== Fragmento para leer ==
1. Navegando en una barcaza por las aguas del río Zambeze, infestadas de cocodrilos, entre Zambia y Zimbabue, cerca de las cataratas Victoria, recuerdo que en la cubierta bajo la toldilla un grupo de amigos discutíamos con un gin-tonic en la mano sobre el lugar exacto de África en el que un mono se puso de pie. Estábamos en eso cuando desde una orilla un cocodrilo de cuatro metros o más se acercó hasta tocar con la boca entreabierta un costado de la embarcación como si estuviera interesado en nuestra disputa. La presencia de aquel cocodrilo introdujo un fascinado horror en la conversación. Como lo bueno del gin-tonic es que te permite frivolizar impunemente sobre cualquier tema, dije que la voracidad de aquella fiera estaba incluida en el precio de algunos bolsos que se exhiben en los mejores escaparates; en cambio, su crueldad era una forma que tomaba la inocencia. El cocodrilo pareció despreciar esta idea, se dio la vuelta y volvió a la orilla.

2. Durante las horas de travesía por el Ganges, llevaba en la memoria el olor a carne quemada que emergía de las escalinatas de algunos templos y la visión de los saltos que daban los monos sobre las piras en las que ardían los cadáveres, algunos perfumados con sándalo. En ambas orillas del Ganges se extendía Calcuta con la vida a ras de la muerte. ¿Podía aquel gin-tonic tomado a bordo obligarme a olvidar el dolor de la gente? La humanidad en Calcuta olía a un dulzor fermentado y las aguas del Ganges de color del limón podrido se llevaban río abajo mi sorpresa de estar vivo y no sentirme culpable.
===
Retoma el relato de viajes por el Zambeze y el Ganges de arriba y sigue escribiéndolo a partir de su última frase.
== Lista de datos ==
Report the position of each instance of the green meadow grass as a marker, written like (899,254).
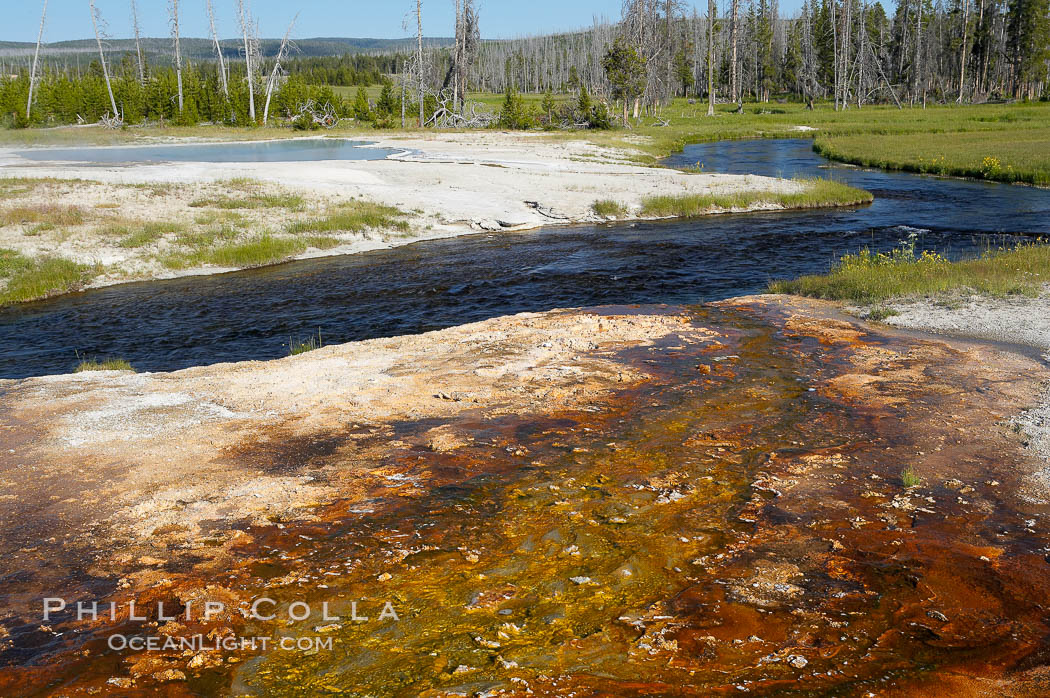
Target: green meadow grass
(872,278)
(28,279)
(816,193)
(1019,155)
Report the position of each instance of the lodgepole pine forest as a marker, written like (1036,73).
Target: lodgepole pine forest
(846,53)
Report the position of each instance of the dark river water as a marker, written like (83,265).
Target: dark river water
(164,325)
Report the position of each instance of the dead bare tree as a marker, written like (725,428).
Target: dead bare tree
(218,53)
(138,42)
(173,14)
(712,13)
(274,75)
(36,59)
(962,59)
(250,50)
(419,57)
(322,114)
(96,21)
(734,80)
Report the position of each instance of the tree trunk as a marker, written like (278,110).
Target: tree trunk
(962,60)
(36,59)
(712,9)
(419,56)
(138,42)
(179,53)
(733,81)
(248,61)
(272,83)
(218,53)
(102,59)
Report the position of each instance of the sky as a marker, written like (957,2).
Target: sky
(375,19)
(382,19)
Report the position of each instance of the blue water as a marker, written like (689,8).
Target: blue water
(163,325)
(270,151)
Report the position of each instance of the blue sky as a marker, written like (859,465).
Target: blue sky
(69,19)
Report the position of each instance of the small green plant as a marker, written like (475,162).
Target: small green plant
(875,277)
(813,193)
(297,347)
(609,209)
(909,478)
(102,364)
(257,201)
(46,213)
(29,279)
(353,217)
(880,313)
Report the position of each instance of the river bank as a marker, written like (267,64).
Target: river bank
(98,225)
(670,498)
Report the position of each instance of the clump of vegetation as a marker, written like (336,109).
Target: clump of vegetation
(880,313)
(254,201)
(869,277)
(42,213)
(103,364)
(815,193)
(354,217)
(609,209)
(1013,155)
(516,113)
(29,279)
(299,346)
(265,249)
(135,234)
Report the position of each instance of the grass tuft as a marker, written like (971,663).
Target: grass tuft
(290,202)
(354,217)
(102,364)
(815,193)
(868,277)
(1017,155)
(909,478)
(609,209)
(135,234)
(29,279)
(44,213)
(297,347)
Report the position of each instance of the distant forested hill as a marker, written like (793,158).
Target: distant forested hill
(203,49)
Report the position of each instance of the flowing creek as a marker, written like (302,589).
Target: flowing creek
(251,315)
(734,523)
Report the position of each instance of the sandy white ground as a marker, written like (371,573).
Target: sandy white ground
(452,184)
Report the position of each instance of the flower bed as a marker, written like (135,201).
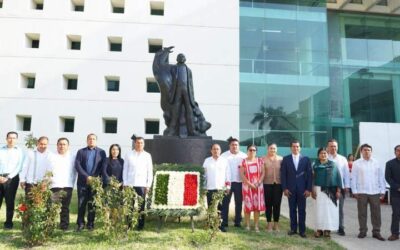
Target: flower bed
(177,190)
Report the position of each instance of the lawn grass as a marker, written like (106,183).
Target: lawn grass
(173,235)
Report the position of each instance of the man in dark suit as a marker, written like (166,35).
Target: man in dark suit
(296,179)
(88,164)
(392,175)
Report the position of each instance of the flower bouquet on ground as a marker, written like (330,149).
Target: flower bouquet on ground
(38,213)
(177,190)
(116,207)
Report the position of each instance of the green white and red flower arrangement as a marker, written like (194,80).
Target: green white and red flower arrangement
(176,190)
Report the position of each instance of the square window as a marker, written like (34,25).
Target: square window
(382,3)
(78,5)
(156,8)
(115,43)
(155,45)
(28,80)
(112,83)
(67,124)
(35,44)
(71,82)
(75,45)
(152,127)
(32,40)
(118,6)
(37,4)
(74,42)
(152,86)
(110,125)
(119,10)
(24,123)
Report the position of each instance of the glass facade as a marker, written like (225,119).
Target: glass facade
(311,74)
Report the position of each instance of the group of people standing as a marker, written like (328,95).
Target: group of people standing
(257,184)
(16,167)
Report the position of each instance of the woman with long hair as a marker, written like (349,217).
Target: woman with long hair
(113,165)
(252,174)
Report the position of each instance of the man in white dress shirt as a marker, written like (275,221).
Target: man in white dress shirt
(343,166)
(11,159)
(368,186)
(235,158)
(36,164)
(64,178)
(138,173)
(217,175)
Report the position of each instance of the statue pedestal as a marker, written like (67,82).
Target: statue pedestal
(174,149)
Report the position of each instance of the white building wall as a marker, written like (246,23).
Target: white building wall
(206,31)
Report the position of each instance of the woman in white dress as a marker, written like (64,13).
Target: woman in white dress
(326,192)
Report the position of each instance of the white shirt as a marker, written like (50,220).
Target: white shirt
(343,166)
(11,160)
(368,177)
(296,159)
(63,169)
(217,173)
(138,169)
(35,166)
(234,161)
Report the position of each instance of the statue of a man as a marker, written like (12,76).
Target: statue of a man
(181,97)
(182,114)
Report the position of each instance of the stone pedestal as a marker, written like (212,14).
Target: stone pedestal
(174,149)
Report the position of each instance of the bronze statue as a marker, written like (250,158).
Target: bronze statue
(182,114)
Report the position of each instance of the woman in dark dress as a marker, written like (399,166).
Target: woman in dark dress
(113,165)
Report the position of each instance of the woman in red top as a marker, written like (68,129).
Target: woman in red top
(252,173)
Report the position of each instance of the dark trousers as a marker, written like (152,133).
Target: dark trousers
(236,190)
(28,188)
(273,199)
(341,215)
(63,194)
(297,207)
(395,215)
(85,199)
(375,205)
(8,191)
(140,191)
(223,208)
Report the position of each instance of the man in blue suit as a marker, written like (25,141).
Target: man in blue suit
(88,164)
(296,179)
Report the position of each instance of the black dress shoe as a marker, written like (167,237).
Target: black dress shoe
(361,235)
(378,237)
(341,232)
(79,228)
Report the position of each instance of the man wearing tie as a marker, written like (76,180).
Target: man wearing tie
(11,160)
(88,164)
(296,179)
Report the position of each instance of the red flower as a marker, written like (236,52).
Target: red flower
(22,207)
(190,193)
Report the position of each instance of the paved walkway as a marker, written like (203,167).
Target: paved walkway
(350,241)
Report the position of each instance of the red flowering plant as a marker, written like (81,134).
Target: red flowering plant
(38,212)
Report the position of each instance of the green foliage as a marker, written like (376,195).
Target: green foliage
(38,212)
(115,208)
(161,196)
(30,141)
(179,212)
(213,214)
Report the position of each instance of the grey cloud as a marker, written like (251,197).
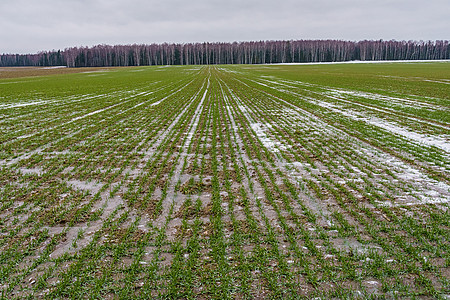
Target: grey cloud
(30,26)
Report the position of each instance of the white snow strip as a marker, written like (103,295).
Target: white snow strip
(440,142)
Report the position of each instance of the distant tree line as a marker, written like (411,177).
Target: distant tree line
(261,52)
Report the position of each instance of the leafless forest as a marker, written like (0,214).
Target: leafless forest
(262,52)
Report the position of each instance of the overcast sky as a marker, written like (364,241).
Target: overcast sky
(28,26)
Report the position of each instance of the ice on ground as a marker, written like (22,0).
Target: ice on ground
(271,145)
(441,142)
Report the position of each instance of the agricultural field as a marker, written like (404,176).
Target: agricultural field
(236,181)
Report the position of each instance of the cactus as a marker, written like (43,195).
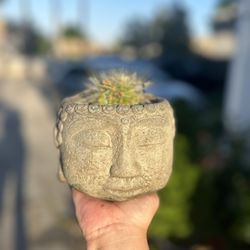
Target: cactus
(117,87)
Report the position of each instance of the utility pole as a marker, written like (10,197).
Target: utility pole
(236,109)
(83,15)
(25,11)
(56,14)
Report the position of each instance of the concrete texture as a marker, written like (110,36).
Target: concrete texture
(115,152)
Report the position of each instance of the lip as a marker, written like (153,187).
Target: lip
(125,185)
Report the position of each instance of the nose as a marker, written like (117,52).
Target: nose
(124,166)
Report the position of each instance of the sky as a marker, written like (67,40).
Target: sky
(105,20)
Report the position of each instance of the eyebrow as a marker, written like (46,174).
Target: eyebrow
(152,121)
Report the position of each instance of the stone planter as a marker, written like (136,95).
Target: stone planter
(115,152)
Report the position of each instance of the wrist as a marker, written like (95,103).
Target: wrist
(117,237)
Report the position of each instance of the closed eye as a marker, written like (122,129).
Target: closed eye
(93,138)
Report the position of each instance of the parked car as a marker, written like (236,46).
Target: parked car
(74,78)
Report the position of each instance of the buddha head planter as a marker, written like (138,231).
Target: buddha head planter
(115,151)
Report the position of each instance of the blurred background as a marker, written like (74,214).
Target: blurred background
(198,55)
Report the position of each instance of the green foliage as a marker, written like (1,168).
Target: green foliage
(117,87)
(72,32)
(172,218)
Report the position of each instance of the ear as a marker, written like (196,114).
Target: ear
(61,175)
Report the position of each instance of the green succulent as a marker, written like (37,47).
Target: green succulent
(117,87)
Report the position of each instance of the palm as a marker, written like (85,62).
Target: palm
(94,214)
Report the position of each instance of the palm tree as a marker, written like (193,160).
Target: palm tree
(25,11)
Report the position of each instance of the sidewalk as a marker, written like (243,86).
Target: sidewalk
(35,209)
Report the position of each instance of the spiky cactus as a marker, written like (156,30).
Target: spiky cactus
(117,87)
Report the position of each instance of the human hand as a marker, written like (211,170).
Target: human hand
(113,225)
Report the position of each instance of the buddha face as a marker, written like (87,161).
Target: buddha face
(116,156)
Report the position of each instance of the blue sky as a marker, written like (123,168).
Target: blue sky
(105,19)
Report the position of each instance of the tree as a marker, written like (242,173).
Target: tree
(168,29)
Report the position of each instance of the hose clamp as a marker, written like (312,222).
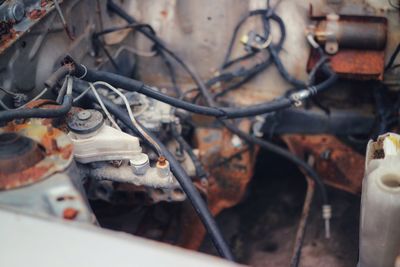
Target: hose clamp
(84,74)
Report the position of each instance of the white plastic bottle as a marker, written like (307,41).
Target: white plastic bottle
(380,203)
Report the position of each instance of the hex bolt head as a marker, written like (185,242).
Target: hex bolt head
(17,11)
(84,115)
(140,164)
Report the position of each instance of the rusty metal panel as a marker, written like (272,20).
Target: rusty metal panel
(338,165)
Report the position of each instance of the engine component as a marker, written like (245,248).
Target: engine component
(97,143)
(380,204)
(93,141)
(159,183)
(336,33)
(152,114)
(38,174)
(356,44)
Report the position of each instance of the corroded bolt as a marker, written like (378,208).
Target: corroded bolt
(84,115)
(70,213)
(162,161)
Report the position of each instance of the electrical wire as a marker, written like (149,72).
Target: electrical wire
(110,118)
(24,113)
(89,75)
(393,57)
(133,120)
(200,171)
(184,180)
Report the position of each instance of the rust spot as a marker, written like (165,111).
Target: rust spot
(70,213)
(343,168)
(36,14)
(28,176)
(162,161)
(164,13)
(227,182)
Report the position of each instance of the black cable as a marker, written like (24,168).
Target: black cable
(184,180)
(25,113)
(393,58)
(200,171)
(283,153)
(136,86)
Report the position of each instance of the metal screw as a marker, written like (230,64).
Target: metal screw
(84,115)
(70,213)
(326,154)
(17,11)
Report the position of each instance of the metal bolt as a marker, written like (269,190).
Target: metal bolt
(326,154)
(84,115)
(17,11)
(140,164)
(70,213)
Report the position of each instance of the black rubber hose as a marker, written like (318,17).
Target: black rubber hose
(26,113)
(137,86)
(59,74)
(200,171)
(283,153)
(184,180)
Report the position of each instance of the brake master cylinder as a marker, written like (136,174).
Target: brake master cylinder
(380,203)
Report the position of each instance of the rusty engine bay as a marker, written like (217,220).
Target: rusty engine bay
(155,132)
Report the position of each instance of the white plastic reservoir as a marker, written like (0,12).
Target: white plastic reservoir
(380,203)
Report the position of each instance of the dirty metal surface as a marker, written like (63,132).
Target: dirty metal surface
(10,33)
(230,164)
(338,165)
(261,230)
(57,149)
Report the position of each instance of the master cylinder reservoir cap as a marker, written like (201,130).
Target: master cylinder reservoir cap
(86,121)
===
• _Respuesta escrita_
3. Después de pasar varios días en el Serengueti y en la reserva de Masai Mara, al final todos los felinos me parecían ángeles y a los monos babuinos los consideraba ya como hermanos. A la caída de la tarde, los viajeros en las terrazas de los albergues exponían el rostro con los ojos cerrados al último sol que moría detrás de las verdes colinas. Al llegar a Nairobi pregunté, como es lógico, por la granja de la escritora Karen Blixen, situada a 15 millas de la ciudad, y allí me encontré a varios Robert Redford y a varias Meryl Streep con salacot, vestidos de caqui, que se creían protagonistas de las Memorias de África.

En los salones del club Muthaiga vagaban aún los fantasmas de los antiguos y ricos colonos con sombreros blancos y pamelas de paja dulce, que celebraban bailes de sociedad para cruzar a sus vástagos en bodas de conveniencia. En el bar del hotel Norfolk, después de los safaris los aventureros, cazadores de elefantes y traficantes de marfil, como salidos de Mogambo, contaban historias de leones y mosquitos. En la terraza del bar New Stanley había una enorme acacia que se había convertido en el puesto de correos más sofisticado del centro de África. El tronco estaba cubierto con centenares de mensajes escritos en pequeños boletos clavados con chinchetas. “Liza, te espero en el café Glacier de Marraquech”. “Te veré en Nueva York, Frank”. “Supe que volvías a Nairobi, Mary Ford, te esperé aquí el sábado. Voy a Malí. Estaré de vuelta el 15 de mayo. Te esperaré aquí a media tarde con un gin-tonic”. El principal icono de Kenia es el cráneo del primer mono que se puso en pie hace dos millones de años en el valle del Ritt. Se trata de una sonriente calavera, que se conserva en el museo de Nairobi. En honor de aquel mono curioso que se irguió por primera vez sobre dos patas para ver el horizonte, me tomé el último gin-tonic a la sombra de aquella acacia.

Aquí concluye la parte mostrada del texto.